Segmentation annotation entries
________
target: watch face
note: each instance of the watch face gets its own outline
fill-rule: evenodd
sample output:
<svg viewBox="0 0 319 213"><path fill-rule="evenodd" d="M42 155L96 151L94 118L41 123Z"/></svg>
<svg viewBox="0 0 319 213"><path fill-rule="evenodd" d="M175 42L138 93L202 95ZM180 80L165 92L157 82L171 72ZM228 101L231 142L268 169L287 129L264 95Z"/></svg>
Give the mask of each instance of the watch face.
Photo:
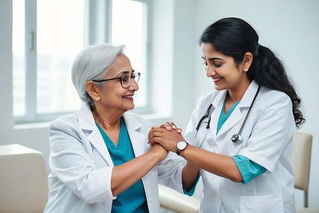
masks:
<svg viewBox="0 0 319 213"><path fill-rule="evenodd" d="M185 141L179 141L177 143L176 146L177 147L177 149L179 149L180 150L182 150L185 148L186 148L186 146L187 146L187 143L186 143Z"/></svg>

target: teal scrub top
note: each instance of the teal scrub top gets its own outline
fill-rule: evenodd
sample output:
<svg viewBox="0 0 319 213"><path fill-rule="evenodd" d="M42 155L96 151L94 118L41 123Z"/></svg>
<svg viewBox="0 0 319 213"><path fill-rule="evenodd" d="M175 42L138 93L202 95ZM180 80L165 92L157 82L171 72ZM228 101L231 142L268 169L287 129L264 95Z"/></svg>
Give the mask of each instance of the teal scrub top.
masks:
<svg viewBox="0 0 319 213"><path fill-rule="evenodd" d="M135 157L127 129L122 117L117 146L96 123L110 152L114 166L118 166ZM142 179L117 196L113 200L112 213L148 212L147 202Z"/></svg>
<svg viewBox="0 0 319 213"><path fill-rule="evenodd" d="M235 103L235 104L229 109L227 113L227 115L225 115L224 113L224 109L225 108L226 101L227 99L227 97L228 95L226 96L226 98L224 101L224 104L223 105L223 109L222 109L222 112L221 112L221 114L219 116L217 125L217 132L216 134L218 132L223 124L224 124L224 123L225 123L225 121L229 117L235 108L236 108L237 105L238 105L241 101L240 100ZM232 158L235 162L242 175L244 184L248 183L253 179L262 174L267 170L263 167L262 167L242 155L238 154L234 155L232 156Z"/></svg>

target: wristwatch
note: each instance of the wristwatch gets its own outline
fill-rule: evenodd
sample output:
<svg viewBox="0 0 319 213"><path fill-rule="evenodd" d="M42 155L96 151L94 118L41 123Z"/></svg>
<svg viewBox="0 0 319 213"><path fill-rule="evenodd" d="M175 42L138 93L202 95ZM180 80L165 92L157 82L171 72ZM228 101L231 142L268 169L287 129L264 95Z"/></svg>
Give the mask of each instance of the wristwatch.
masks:
<svg viewBox="0 0 319 213"><path fill-rule="evenodd" d="M179 155L180 152L185 149L188 145L188 144L186 141L180 141L177 142L176 144L176 154L177 155Z"/></svg>

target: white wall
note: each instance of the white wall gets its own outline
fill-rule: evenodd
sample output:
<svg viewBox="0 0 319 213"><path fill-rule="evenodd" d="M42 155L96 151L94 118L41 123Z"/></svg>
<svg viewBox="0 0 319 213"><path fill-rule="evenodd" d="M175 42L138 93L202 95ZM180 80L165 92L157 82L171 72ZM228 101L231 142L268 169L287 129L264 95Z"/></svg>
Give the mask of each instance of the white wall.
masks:
<svg viewBox="0 0 319 213"><path fill-rule="evenodd" d="M163 74L172 73L173 78L168 81L156 78L154 81L157 82L154 85L157 95L171 93L168 98L171 102L167 106L171 107L168 110L171 111L172 115L164 113L163 118L157 117L152 120L156 124L173 121L185 128L199 96L214 88L211 81L205 76L204 71L201 53L197 43L198 37L206 25L220 18L236 16L244 19L258 33L260 44L280 54L297 85L307 119L300 131L313 136L309 206L318 206L319 184L316 180L319 179L319 170L316 163L319 162L319 113L315 108L319 105L316 84L319 71L316 66L319 56L319 41L316 39L319 34L319 1L278 2L154 1L155 9L158 10L152 27L153 38L157 44L151 48L156 54L152 59L156 61L153 68ZM17 129L13 125L11 9L10 1L0 1L0 145L19 143L41 151L44 154L47 166L49 154L47 126L41 124ZM156 34L160 32L161 34ZM168 82L170 84L166 85ZM153 98L156 97L155 95ZM161 105L165 107L163 103ZM198 197L199 193L195 196ZM296 200L298 205L302 205L301 192L296 191Z"/></svg>

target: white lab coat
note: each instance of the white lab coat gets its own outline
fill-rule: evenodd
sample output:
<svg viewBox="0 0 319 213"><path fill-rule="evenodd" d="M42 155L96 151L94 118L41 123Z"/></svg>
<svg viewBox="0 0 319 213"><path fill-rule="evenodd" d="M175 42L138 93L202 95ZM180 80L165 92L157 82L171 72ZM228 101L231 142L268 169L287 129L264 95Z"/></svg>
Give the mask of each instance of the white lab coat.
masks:
<svg viewBox="0 0 319 213"><path fill-rule="evenodd" d="M123 118L136 157L147 152L152 124L135 114ZM49 127L48 202L44 212L111 212L114 165L87 103L77 113L60 117ZM160 212L157 184L183 192L184 160L173 153L142 178L150 212Z"/></svg>
<svg viewBox="0 0 319 213"><path fill-rule="evenodd" d="M210 103L210 128L203 149L230 156L244 155L267 169L246 184L236 183L203 170L200 212L295 212L294 177L290 165L293 136L296 128L291 101L283 92L261 87L244 127L242 142L231 137L242 126L258 85L253 82L238 105L216 135L217 123L227 91L204 94L193 111L185 130L192 144L195 128ZM205 129L197 133L198 144Z"/></svg>

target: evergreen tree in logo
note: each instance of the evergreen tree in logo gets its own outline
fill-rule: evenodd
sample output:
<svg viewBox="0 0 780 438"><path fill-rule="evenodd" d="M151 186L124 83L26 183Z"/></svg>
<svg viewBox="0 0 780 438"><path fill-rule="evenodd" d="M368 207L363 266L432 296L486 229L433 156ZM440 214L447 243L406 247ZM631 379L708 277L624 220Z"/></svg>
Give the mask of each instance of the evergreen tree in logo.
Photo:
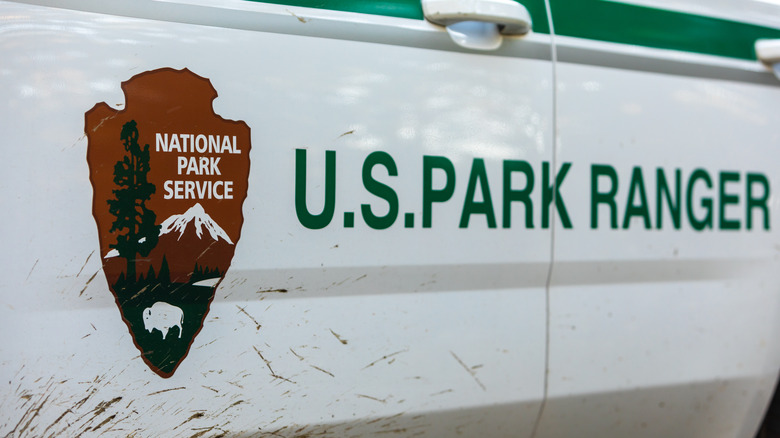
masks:
<svg viewBox="0 0 780 438"><path fill-rule="evenodd" d="M116 217L109 232L119 231L116 243L109 247L116 249L127 260L128 282L136 281L136 254L149 255L157 245L160 225L155 225L157 215L146 208L146 201L155 191L154 184L147 181L149 173L149 145L143 149L138 144L138 127L135 120L122 126L120 139L127 155L114 165L115 199L108 200L108 210Z"/></svg>

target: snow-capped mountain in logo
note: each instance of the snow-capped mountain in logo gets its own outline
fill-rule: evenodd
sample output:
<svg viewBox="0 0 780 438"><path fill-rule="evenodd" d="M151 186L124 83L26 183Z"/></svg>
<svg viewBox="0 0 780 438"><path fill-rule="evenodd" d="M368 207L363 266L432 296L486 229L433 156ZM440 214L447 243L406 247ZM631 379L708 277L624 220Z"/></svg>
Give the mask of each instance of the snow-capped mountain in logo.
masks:
<svg viewBox="0 0 780 438"><path fill-rule="evenodd" d="M168 219L165 219L165 221L160 224L160 236L172 232L178 232L178 239L180 240L189 224L193 224L193 227L195 228L195 235L198 236L199 239L203 238L203 229L205 228L213 240L219 241L219 239L222 239L233 245L233 241L230 240L230 237L227 235L225 230L223 230L222 227L220 227L219 224L217 224L214 219L212 219L211 216L206 213L206 211L203 209L203 206L201 206L199 203L196 203L190 207L189 210L182 214L174 214Z"/></svg>

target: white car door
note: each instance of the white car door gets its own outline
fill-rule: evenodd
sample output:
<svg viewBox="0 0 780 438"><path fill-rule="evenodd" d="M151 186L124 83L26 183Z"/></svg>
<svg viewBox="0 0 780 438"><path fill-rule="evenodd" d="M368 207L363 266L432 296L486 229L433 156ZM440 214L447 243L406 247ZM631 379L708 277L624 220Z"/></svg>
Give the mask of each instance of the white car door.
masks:
<svg viewBox="0 0 780 438"><path fill-rule="evenodd" d="M780 81L753 45L779 10L550 4L571 223L536 436L752 437L780 364Z"/></svg>
<svg viewBox="0 0 780 438"><path fill-rule="evenodd" d="M528 5L530 34L478 38L424 20L416 1L275 3L0 4L2 434L531 434L551 187L574 176L553 166L544 5ZM190 98L240 133L169 120ZM135 99L148 111L120 123ZM125 193L121 159L93 159L109 125L101 141L137 146L131 161L148 164L145 144L170 161L165 175L135 171L162 178L134 195L157 219L126 242L192 226L235 245L227 274L187 274L188 288L219 287L165 369L140 336L180 342L191 308L157 299L136 309L141 326L112 290L170 283L171 254L192 250L174 239L136 272L153 255L96 227L93 209L118 221L112 196ZM217 149L200 161L201 146ZM228 210L243 226L214 226Z"/></svg>

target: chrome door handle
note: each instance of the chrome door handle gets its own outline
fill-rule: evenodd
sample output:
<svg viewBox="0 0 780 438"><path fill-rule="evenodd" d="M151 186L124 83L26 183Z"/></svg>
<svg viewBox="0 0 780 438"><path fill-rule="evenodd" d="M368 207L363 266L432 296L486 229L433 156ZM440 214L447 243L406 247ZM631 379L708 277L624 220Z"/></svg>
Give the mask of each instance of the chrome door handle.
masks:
________
Turn the lines into a numbered list, starting with the line that contains "target: chrome door handle" and going on through the last line of the entries. Skip any blank lines.

1. target: chrome door handle
2. note: each instance of the chrome door handle gets its own outline
3. fill-rule: evenodd
4. sample output:
5. <svg viewBox="0 0 780 438"><path fill-rule="evenodd" d="M151 186L124 83L26 183Z"/></svg>
6. <svg viewBox="0 0 780 438"><path fill-rule="evenodd" d="M368 207L363 266L432 296L486 229L433 156ZM440 214L447 243L406 247ZM631 379L708 277L624 220Z"/></svg>
7. Give the mask of each instance of the chrome door handle.
8. masks:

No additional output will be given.